**Exercise brief**
Your answer should reproduce every line of the material in which the word "lectern" occurs.

**Record extracts**
_____
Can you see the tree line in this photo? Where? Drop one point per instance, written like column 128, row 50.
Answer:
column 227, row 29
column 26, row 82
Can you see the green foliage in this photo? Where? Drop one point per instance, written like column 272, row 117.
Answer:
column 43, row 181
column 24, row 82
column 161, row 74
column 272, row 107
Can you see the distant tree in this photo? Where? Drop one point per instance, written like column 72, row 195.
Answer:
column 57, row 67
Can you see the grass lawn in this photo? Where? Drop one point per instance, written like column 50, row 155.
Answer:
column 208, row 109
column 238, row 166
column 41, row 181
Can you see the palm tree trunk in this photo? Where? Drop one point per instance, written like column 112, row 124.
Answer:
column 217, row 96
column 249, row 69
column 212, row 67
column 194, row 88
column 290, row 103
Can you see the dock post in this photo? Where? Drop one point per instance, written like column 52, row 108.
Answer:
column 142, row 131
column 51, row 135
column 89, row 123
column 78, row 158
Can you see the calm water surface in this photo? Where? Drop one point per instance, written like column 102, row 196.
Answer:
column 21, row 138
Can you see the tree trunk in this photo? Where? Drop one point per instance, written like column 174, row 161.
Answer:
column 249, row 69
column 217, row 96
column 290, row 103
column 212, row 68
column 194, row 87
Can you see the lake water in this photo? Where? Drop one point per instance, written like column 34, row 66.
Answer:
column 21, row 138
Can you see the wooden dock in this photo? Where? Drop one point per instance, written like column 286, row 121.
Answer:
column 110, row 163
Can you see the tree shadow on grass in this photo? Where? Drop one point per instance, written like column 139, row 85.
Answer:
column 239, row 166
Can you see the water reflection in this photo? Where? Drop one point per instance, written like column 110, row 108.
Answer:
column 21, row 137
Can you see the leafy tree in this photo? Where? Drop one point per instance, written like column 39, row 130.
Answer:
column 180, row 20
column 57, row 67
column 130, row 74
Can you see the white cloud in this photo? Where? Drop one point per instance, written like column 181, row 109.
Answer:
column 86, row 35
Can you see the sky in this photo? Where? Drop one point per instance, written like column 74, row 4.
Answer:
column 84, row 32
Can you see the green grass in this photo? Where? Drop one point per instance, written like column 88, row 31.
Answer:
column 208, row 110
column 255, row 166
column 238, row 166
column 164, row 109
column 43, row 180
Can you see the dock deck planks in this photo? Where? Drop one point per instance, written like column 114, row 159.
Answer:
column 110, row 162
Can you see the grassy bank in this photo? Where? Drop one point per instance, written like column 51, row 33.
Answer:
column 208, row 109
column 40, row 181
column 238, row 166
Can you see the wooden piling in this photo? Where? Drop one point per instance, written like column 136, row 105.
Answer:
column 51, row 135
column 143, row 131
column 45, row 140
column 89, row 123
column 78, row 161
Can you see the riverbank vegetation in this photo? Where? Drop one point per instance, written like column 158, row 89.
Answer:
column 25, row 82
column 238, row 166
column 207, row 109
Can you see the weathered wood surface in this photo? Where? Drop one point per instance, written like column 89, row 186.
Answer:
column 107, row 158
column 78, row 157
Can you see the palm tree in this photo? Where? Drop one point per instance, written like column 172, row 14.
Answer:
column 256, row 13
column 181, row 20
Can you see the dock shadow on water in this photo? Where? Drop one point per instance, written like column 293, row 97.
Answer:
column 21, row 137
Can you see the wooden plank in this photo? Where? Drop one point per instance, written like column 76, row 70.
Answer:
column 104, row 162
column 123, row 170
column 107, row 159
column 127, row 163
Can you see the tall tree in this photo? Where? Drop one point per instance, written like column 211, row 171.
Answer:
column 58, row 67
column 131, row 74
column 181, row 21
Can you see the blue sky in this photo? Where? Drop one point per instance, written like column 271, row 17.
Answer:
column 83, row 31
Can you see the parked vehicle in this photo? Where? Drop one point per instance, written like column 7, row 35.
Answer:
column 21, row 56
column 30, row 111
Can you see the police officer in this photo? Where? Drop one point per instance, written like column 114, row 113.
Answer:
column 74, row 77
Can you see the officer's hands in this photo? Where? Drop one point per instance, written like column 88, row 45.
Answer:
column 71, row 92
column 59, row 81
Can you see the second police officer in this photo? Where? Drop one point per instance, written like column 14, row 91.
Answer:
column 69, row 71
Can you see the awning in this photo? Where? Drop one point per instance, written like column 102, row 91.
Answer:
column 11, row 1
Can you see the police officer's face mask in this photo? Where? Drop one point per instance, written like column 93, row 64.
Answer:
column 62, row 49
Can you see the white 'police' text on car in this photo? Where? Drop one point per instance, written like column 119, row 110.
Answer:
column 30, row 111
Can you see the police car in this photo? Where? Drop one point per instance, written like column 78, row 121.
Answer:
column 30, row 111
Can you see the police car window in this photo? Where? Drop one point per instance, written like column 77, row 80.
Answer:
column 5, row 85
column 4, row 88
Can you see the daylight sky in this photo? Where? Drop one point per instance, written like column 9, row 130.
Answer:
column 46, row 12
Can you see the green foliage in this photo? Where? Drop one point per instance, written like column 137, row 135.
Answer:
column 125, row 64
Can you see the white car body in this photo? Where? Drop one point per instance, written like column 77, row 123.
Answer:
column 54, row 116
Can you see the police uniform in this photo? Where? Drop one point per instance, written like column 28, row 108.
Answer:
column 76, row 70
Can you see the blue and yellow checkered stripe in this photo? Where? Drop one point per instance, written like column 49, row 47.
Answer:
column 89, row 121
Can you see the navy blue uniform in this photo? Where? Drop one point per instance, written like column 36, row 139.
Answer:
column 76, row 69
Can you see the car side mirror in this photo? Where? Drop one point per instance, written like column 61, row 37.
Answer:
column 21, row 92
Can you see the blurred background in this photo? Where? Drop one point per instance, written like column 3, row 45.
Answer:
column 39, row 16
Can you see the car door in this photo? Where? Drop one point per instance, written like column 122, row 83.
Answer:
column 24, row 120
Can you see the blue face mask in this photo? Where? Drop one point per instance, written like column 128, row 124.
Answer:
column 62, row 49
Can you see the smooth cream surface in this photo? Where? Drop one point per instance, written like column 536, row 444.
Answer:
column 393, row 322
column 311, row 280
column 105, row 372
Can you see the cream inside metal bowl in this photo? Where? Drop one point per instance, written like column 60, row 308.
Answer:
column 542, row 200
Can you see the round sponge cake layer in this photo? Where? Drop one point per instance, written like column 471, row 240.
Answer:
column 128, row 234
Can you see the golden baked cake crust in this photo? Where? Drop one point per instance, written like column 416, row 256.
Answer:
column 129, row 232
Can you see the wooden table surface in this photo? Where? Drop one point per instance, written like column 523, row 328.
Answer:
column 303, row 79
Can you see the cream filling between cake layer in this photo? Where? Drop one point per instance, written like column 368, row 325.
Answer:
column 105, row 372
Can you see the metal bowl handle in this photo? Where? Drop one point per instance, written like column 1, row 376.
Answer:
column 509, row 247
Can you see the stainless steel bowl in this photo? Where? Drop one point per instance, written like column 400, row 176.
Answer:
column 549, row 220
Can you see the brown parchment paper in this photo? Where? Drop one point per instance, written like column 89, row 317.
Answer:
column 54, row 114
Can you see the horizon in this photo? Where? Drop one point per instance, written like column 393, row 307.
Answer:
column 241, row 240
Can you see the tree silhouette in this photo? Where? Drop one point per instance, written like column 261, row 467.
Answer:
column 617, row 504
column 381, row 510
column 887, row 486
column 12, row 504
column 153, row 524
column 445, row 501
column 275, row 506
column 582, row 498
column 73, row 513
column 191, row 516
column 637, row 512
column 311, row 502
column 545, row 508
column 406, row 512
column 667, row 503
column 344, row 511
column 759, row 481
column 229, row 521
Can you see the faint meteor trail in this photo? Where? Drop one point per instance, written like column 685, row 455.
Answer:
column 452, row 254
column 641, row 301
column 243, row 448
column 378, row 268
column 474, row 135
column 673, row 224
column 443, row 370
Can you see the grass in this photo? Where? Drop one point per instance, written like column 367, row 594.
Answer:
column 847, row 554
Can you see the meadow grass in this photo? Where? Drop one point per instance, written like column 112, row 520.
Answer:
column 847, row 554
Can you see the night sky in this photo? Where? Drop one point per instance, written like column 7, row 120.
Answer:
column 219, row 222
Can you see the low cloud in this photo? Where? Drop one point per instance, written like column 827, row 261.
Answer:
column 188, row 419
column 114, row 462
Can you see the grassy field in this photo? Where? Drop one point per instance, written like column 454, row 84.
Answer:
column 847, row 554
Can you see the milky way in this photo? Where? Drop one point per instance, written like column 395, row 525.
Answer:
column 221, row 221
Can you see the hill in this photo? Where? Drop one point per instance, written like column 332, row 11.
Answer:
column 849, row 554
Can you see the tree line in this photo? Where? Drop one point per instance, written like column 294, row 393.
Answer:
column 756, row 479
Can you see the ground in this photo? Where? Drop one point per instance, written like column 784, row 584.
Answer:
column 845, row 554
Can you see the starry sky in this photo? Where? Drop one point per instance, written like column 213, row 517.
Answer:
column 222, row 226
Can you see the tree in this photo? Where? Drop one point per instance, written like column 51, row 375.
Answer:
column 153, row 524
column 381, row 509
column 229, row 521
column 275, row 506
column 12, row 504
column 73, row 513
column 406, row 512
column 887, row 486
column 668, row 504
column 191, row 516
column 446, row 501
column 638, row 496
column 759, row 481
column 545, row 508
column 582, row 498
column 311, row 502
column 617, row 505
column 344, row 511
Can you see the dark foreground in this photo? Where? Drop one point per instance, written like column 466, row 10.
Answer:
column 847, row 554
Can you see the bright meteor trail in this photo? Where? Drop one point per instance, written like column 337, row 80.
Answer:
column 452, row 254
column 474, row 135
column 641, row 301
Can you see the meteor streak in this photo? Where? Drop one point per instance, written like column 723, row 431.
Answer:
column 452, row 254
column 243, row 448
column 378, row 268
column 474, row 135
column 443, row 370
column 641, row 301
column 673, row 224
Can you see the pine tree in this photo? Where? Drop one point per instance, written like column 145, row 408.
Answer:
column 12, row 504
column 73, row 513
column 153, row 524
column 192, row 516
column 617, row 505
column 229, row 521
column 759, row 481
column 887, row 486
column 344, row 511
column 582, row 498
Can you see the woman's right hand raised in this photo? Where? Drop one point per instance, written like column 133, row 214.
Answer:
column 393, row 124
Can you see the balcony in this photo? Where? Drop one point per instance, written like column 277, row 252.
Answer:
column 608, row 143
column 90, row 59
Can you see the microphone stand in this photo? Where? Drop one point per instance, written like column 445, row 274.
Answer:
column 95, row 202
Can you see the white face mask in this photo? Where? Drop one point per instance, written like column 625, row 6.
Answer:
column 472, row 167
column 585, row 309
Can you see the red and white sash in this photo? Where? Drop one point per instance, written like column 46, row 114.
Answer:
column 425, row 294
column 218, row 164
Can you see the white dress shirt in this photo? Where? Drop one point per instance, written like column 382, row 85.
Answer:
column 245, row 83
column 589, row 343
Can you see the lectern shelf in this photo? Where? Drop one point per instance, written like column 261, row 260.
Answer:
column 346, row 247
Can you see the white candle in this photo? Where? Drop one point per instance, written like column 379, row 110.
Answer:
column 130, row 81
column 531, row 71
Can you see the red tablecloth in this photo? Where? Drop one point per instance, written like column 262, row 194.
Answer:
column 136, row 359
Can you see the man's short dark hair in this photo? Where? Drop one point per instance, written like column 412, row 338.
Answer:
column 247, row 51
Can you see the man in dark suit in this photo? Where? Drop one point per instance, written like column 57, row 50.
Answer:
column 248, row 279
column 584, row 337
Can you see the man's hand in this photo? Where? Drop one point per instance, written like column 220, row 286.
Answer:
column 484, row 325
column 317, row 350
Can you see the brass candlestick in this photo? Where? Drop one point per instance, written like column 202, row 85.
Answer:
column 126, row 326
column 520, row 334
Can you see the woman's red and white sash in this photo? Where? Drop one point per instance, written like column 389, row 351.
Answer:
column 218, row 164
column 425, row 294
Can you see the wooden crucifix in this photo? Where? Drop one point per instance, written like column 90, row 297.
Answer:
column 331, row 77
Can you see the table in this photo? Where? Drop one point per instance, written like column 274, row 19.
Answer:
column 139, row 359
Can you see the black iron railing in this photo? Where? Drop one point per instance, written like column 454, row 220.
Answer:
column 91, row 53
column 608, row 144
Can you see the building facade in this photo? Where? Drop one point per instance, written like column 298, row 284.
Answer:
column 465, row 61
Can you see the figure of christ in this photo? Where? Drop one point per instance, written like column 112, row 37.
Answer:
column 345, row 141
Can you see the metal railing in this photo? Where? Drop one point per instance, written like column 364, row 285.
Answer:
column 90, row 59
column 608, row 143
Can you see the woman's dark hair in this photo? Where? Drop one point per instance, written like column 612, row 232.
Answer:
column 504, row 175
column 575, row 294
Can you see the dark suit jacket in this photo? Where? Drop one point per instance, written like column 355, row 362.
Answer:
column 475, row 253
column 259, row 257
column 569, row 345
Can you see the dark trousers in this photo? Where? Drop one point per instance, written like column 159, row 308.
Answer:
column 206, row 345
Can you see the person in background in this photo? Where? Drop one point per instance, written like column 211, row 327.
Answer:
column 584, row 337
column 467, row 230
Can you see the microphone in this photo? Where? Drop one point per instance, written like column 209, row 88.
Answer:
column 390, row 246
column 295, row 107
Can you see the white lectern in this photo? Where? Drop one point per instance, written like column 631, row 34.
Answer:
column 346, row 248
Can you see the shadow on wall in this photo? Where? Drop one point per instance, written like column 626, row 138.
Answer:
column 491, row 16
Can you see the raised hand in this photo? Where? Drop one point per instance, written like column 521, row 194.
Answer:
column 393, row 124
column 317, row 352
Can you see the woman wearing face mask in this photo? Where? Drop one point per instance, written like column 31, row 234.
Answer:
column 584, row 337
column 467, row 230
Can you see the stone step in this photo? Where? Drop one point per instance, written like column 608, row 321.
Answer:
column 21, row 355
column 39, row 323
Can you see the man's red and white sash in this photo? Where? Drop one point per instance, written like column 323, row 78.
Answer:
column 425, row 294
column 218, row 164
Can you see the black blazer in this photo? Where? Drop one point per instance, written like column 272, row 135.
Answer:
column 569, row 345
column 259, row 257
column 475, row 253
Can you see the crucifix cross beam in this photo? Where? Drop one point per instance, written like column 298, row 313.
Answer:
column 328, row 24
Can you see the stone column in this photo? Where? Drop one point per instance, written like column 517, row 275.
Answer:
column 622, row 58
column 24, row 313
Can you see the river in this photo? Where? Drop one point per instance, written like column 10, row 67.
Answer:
_____
**Your response**
Can you see the lectern shelf in this photo? Where? Drop one point per instance, written like column 261, row 260.
Can you see the white lectern in this photo? Where? Drop one point per instance, written like column 631, row 34.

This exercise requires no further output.